··· RECORDS FOR PROCESSING

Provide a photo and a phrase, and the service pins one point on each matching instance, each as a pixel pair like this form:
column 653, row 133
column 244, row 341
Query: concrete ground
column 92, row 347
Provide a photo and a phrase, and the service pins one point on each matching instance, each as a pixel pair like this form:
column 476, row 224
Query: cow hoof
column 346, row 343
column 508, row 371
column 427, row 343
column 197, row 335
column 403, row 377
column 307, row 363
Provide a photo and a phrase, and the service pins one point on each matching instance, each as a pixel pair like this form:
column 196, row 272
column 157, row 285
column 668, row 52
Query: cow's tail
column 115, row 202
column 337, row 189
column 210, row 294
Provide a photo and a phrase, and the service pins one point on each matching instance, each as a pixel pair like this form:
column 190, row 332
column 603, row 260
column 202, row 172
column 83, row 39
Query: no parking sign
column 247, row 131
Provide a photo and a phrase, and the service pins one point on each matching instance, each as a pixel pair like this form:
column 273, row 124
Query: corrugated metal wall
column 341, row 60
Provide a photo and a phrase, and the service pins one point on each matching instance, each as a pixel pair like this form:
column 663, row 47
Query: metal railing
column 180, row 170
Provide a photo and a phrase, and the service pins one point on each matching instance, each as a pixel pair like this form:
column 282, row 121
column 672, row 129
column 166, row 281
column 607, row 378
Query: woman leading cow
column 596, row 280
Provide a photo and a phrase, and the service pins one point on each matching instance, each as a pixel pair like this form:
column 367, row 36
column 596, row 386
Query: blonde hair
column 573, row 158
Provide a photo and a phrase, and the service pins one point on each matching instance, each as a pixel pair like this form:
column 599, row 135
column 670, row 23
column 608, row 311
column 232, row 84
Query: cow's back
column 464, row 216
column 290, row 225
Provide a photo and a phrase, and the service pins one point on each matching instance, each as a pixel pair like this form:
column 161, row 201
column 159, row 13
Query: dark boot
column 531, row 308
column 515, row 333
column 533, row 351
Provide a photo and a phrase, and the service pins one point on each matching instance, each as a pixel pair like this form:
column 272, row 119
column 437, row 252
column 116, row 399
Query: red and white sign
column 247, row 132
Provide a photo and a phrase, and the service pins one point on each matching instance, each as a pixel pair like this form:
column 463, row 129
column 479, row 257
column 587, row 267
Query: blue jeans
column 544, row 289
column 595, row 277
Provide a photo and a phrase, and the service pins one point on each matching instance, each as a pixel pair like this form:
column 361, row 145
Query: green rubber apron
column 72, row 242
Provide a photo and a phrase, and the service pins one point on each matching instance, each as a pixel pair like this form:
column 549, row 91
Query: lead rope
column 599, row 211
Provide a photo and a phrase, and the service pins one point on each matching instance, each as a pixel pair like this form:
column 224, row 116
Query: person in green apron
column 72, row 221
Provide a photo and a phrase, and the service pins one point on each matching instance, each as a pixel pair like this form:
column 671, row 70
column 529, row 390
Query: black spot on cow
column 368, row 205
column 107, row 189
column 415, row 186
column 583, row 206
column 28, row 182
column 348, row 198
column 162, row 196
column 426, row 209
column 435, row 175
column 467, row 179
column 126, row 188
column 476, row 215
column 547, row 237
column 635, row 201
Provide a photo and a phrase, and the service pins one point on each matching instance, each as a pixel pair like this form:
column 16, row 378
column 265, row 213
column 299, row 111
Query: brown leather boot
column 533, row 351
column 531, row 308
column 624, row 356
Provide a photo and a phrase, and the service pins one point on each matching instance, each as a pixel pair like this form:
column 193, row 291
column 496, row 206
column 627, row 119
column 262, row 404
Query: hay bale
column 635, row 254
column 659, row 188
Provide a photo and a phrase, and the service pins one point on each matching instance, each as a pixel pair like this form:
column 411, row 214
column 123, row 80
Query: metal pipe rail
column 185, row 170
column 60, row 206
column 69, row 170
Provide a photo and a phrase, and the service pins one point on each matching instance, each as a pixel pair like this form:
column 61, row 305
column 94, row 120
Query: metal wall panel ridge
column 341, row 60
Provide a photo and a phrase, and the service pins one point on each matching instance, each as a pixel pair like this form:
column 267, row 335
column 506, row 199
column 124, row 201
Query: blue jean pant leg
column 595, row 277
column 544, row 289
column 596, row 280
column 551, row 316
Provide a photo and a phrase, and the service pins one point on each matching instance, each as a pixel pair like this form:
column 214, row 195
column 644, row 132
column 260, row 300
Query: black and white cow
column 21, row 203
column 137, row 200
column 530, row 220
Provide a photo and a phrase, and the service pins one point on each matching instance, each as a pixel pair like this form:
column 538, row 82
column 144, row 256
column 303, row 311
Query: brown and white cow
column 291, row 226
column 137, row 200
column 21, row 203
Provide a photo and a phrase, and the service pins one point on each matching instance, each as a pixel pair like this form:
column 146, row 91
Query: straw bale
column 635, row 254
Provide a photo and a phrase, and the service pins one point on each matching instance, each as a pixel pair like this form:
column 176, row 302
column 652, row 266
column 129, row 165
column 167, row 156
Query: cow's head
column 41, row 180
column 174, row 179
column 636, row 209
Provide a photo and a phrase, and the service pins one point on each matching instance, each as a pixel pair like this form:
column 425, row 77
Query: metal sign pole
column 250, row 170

······
··· RECORDS FOR PROCESSING

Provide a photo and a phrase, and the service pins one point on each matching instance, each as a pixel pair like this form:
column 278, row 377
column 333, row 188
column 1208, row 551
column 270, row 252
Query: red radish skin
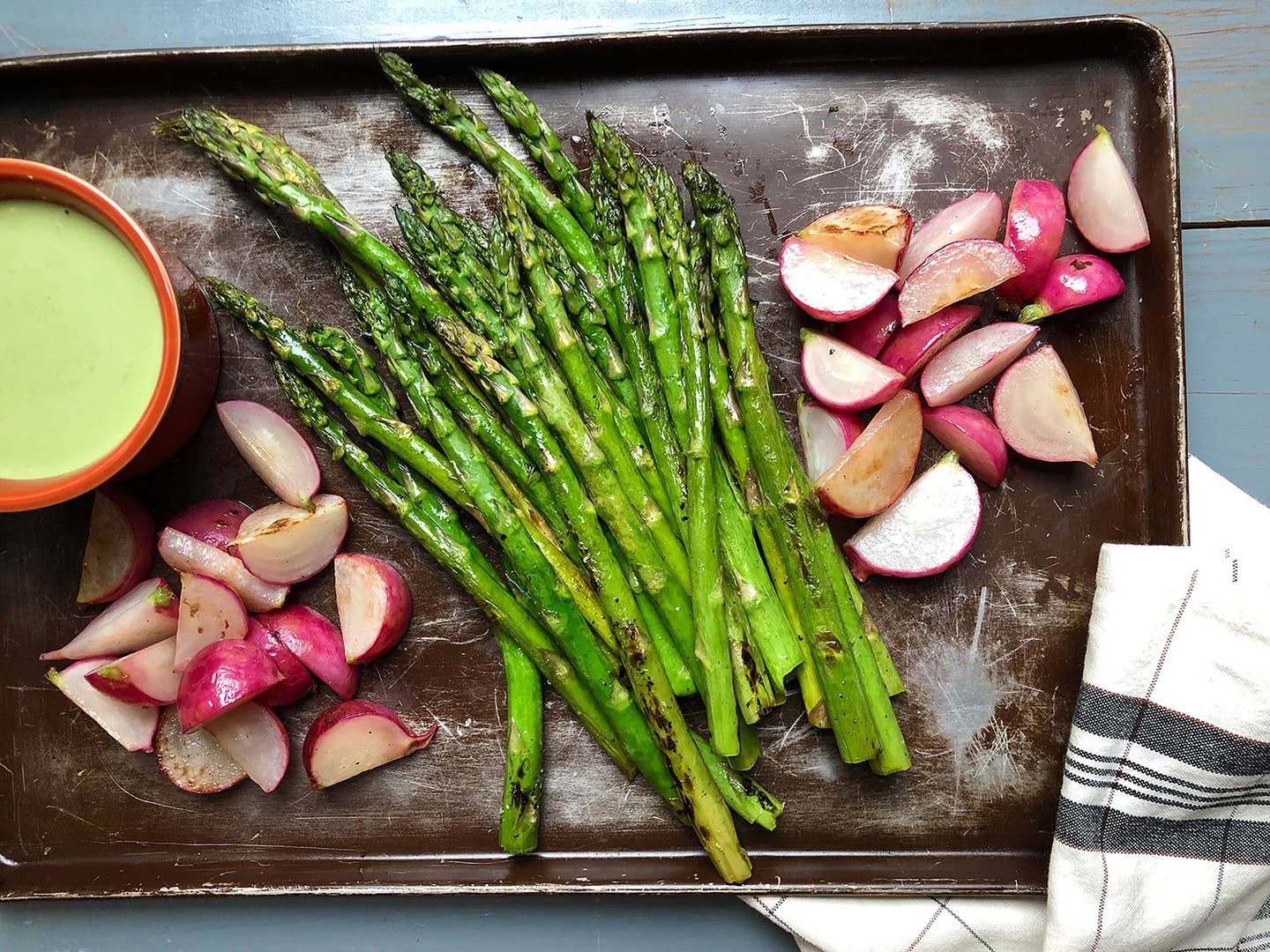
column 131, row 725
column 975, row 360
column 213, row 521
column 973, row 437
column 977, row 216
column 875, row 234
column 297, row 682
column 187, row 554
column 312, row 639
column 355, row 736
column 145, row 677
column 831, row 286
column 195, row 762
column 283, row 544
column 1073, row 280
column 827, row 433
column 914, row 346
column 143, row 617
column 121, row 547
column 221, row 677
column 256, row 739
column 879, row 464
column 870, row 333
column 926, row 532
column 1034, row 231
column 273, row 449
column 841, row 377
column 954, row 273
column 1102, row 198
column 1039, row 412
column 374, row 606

······
··· RECORDS FOR PROCESSING

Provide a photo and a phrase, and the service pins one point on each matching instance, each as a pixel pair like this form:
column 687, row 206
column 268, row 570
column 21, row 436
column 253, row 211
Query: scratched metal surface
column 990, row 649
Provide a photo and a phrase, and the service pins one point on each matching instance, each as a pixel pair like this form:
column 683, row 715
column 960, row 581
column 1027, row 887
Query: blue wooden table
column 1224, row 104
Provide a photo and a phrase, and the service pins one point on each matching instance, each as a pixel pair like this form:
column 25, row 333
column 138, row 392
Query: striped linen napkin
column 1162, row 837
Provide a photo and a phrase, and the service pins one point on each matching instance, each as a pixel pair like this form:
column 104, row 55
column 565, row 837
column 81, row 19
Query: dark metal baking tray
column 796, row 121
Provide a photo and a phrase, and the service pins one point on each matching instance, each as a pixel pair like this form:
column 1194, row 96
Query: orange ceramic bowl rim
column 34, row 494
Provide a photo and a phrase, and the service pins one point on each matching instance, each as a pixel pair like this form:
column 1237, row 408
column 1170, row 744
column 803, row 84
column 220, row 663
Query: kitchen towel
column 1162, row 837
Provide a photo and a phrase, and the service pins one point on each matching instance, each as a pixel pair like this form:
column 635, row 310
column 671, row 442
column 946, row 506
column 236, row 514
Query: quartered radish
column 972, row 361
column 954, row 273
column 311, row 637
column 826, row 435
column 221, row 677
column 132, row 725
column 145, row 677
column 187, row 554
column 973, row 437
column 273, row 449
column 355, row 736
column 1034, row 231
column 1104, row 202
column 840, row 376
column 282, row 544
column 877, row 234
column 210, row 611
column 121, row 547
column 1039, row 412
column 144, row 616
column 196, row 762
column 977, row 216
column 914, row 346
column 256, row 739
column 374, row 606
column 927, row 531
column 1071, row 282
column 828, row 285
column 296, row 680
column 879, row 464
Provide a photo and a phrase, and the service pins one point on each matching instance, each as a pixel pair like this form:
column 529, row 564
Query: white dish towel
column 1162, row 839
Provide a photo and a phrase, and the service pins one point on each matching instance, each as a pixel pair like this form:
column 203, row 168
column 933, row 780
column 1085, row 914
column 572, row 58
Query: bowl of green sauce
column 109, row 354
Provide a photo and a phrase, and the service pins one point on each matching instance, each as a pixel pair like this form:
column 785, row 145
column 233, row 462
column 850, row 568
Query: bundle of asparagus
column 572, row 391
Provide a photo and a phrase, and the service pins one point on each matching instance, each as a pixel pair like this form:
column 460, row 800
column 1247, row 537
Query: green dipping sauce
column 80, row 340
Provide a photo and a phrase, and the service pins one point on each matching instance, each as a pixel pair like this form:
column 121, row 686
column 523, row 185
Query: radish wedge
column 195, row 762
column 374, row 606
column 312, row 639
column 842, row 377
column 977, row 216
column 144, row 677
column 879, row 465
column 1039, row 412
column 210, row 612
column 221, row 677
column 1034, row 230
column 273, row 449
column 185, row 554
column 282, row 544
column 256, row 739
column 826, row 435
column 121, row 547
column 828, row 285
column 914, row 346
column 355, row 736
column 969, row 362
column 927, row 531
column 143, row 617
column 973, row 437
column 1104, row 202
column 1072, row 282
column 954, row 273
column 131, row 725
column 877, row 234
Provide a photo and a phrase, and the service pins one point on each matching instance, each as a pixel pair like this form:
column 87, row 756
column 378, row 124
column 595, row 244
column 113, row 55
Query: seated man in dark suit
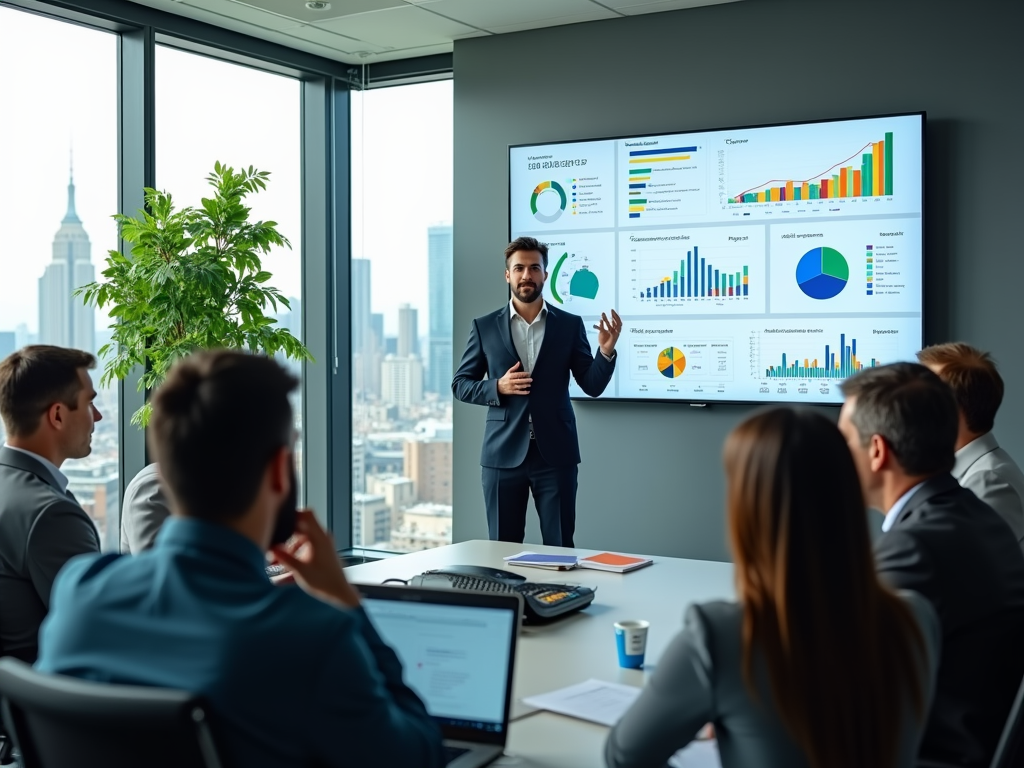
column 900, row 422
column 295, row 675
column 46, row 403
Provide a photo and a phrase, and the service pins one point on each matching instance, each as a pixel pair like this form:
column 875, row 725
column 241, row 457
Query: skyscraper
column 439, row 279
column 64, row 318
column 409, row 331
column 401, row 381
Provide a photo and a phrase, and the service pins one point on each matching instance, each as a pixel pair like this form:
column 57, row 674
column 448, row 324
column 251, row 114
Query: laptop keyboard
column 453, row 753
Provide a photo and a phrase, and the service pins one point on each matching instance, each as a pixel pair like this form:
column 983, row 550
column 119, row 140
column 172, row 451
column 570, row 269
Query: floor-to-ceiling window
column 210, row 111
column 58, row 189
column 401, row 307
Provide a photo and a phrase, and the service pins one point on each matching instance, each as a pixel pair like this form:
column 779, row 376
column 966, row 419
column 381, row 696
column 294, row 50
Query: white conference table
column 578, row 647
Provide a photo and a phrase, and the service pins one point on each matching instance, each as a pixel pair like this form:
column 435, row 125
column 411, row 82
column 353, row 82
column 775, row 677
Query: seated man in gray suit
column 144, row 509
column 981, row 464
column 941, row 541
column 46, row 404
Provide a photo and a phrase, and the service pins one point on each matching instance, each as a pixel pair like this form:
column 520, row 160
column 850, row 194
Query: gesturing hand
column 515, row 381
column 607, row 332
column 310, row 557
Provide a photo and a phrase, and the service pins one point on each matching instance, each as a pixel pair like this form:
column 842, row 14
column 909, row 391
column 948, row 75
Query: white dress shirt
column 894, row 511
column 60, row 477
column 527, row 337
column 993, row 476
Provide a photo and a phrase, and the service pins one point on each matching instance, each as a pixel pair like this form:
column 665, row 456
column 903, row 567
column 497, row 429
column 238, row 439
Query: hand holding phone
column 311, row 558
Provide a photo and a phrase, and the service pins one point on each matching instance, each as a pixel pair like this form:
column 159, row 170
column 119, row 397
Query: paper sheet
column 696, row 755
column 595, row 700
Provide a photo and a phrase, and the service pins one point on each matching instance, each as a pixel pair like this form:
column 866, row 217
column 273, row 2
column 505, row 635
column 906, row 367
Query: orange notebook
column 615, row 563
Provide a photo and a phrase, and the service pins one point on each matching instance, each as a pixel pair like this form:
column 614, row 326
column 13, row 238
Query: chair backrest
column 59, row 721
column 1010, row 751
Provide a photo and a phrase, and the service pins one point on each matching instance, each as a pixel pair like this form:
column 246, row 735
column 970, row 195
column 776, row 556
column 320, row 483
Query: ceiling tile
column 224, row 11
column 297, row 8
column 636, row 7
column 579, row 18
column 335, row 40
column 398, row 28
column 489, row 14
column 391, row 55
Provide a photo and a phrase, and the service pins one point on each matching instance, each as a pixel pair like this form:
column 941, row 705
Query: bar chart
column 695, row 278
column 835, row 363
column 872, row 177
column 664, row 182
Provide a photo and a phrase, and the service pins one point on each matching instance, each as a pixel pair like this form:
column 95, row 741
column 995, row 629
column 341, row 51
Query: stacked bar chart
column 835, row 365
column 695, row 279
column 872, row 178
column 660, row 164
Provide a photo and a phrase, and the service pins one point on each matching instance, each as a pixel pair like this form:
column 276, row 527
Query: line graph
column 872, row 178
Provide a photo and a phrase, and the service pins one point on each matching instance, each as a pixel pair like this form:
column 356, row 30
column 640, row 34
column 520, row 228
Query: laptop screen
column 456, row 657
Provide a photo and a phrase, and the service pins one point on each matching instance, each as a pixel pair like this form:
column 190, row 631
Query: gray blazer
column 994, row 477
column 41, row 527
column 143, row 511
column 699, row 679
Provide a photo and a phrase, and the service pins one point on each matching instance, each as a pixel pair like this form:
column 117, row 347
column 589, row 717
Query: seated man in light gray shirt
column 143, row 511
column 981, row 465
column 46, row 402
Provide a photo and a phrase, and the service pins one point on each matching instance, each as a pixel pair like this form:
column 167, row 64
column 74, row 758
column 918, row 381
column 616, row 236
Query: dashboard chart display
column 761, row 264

······

▶ AIM OF THE TASK
Would you print exactly and only the lines of the material above that run from the line with "column 496, row 206" through the line with "column 94, row 120", both included?

▶ SOLUTION FOR THIS TASK
column 496, row 206
column 627, row 119
column 262, row 404
Query: hay bale
column 635, row 254
column 659, row 188
Provide a photo and a phrase, and the service pins one point on each matching instance, each as a pixel pair like this form:
column 411, row 214
column 123, row 80
Query: metal pipe rail
column 185, row 170
column 60, row 206
column 69, row 170
Provide a photo and a phrase, and the service pins one point on each matching instance, each as a pixel pair like this form:
column 61, row 305
column 94, row 120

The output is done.